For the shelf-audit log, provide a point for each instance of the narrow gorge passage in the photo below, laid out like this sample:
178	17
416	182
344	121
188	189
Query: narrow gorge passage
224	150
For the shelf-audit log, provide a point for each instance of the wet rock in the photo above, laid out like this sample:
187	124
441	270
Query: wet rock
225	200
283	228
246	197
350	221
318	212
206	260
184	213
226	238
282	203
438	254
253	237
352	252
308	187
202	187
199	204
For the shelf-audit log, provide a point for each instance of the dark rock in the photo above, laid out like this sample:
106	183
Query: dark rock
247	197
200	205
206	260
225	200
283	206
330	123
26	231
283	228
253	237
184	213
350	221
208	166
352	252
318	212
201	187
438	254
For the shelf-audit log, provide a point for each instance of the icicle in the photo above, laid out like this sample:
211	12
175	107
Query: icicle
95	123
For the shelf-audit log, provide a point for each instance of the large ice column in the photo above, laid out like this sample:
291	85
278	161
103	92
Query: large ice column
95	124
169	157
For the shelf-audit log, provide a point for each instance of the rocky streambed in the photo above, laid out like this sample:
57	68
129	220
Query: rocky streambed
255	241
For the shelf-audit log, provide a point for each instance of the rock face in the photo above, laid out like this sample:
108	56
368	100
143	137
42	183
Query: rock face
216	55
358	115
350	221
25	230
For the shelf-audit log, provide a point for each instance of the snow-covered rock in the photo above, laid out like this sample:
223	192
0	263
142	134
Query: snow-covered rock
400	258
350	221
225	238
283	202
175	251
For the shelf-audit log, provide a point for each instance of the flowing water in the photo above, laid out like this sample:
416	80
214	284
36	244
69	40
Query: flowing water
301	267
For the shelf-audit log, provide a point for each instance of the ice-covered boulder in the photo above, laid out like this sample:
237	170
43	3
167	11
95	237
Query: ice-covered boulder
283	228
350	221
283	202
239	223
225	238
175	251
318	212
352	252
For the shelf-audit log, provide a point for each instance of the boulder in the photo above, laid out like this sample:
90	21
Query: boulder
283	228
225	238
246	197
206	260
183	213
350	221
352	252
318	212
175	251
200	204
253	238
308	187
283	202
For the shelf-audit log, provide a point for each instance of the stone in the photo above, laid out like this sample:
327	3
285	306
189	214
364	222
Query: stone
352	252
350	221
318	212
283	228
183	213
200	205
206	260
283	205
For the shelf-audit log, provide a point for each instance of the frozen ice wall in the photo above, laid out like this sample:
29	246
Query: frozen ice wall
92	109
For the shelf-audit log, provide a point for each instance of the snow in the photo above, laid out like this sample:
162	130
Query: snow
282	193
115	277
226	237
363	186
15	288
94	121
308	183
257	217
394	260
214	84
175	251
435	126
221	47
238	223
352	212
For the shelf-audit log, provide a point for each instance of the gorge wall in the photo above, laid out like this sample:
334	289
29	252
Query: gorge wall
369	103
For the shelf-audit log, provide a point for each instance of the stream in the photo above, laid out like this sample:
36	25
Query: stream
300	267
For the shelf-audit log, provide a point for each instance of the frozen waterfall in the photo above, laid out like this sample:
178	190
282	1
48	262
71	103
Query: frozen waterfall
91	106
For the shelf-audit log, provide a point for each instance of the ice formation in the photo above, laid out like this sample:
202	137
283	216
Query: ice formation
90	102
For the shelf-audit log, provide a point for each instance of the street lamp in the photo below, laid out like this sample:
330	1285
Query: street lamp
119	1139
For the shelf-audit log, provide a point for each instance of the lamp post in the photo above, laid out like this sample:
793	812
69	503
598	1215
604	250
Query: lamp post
====
[INSTRUCTIONS FOR THE TASK] Transcribe every entry word for word.

[ANSWER]
For the shelf-audit log, provide a point for each instance of the narrow gorge passage in the photo below, laid out like this sample:
178	17
416	182
344	121
188	189
Query: narrow gorge passage
224	150
For the shelf-audit log, provide a point for each instance of the wet rock in the photo above, laid out like this sample:
187	124
441	270
Query: wet rock
225	200
283	228
246	197
350	221
318	212
206	260
184	213
226	238
282	203
438	254
253	237
352	252
308	187
202	187
199	204
For the shelf-audit log, provide a point for each instance of the dark rock in the photo above, laid out like this sample:
106	183
Query: dark rock
247	197
200	205
206	260
225	200
283	206
330	123
26	231
283	228
253	237
184	213
350	221
208	166
352	252
318	212
201	187
438	254
For the shelf-audit log, provide a point for each instance of the icicle in the photo above, laid out like this sample:
211	12
175	107
Query: icicle
95	123
For the shelf-audit log, provide a point for each instance of the large ice column in the photo above, laid out like this sample:
291	85
278	161
103	92
Query: large ice column
95	124
169	157
For the shelf-audit log, provide a point for each instance of the rocky streambed in the photo above, laid out like this sample:
57	68
129	220
Query: rocky streambed
255	241
For the shelf-audit log, provide a point for each instance of the rock face in the photo above, laid out like this sample:
108	56
368	100
143	137
42	183
Query: rock face
216	55
358	115
350	221
25	230
For the shelf-audit log, provide a point for each instance of the snow-covered rock in the photo above, laid out like this sample:
223	192
0	263
142	134
Query: snow-covered rock
400	258
350	221
225	238
283	202
175	251
For the shelf-audit log, provide a point for each instance of the flowing water in the photo above, laid out like this sample:
416	80
214	284
36	244
69	40
Query: flowing water
301	267
For the shelf-audit log, provide a point for each instance of the ice-covered boulder in the photo above, laid out like this sample:
237	170
43	3
167	11
95	237
Query: ice-covered boulder
283	228
350	221
283	202
239	223
225	238
175	251
318	212
352	252
For the shelf-audit log, provide a point for each instance of the boulder in the photo above, laid out like this sample:
90	21
Query: boulder
283	228
225	238
246	197
206	260
183	213
350	221
352	252
318	212
175	251
200	204
253	238
308	187
283	202
For the shelf-audit log, provide a point for each instance of the stone in the photo above, laid out like this sample:
327	3
285	306
189	214
364	222
Query: stone
352	252
350	221
318	212
283	228
183	213
200	205
206	260
283	205
For the shelf-audit log, provide a point for each instance of the frozen ice wall in the photo above, laid out like this sample:
29	246
Query: frozen ice wall
92	109
For the shelf-audit log, provide a point for each instance of the snow in the photo above, laid out like this sample:
162	130
Query: snow
282	193
115	277
226	237
363	186
15	288
94	121
308	183
257	217
394	260
214	84
175	251
435	126
221	47
238	223
352	212
For the shelf-audit log, provide a point for each instance of the gorge wall in the photo above, laid out like this sample:
334	289
29	252
Query: gorge wall
369	103
For the shelf-audit log, provide a point for each instance of the stream in the photo above, laid out like this sample:
36	25
Query: stream
300	267
For the shelf-audit log, provide a point for each instance of the frozen waterfall in the photo above, laid out like this sample:
178	190
282	1
48	262
71	103
Query: frozen waterfall
91	106
For the shelf-audit log, provide a point for each instance of the ice formation in the photo above, laid out like this sample:
202	137
283	216
Query: ice formation
90	102
For the shelf-audit log, provide a point for each instance of the street lamp in the photo below, laid out like this sample:
330	1285
Query: street lamp
119	1139
For the shelf-audit log, provide a point for each instance of the lamp post in the photo above, laid out like this sample:
793	812
69	503
598	1215
604	250
Query: lamp post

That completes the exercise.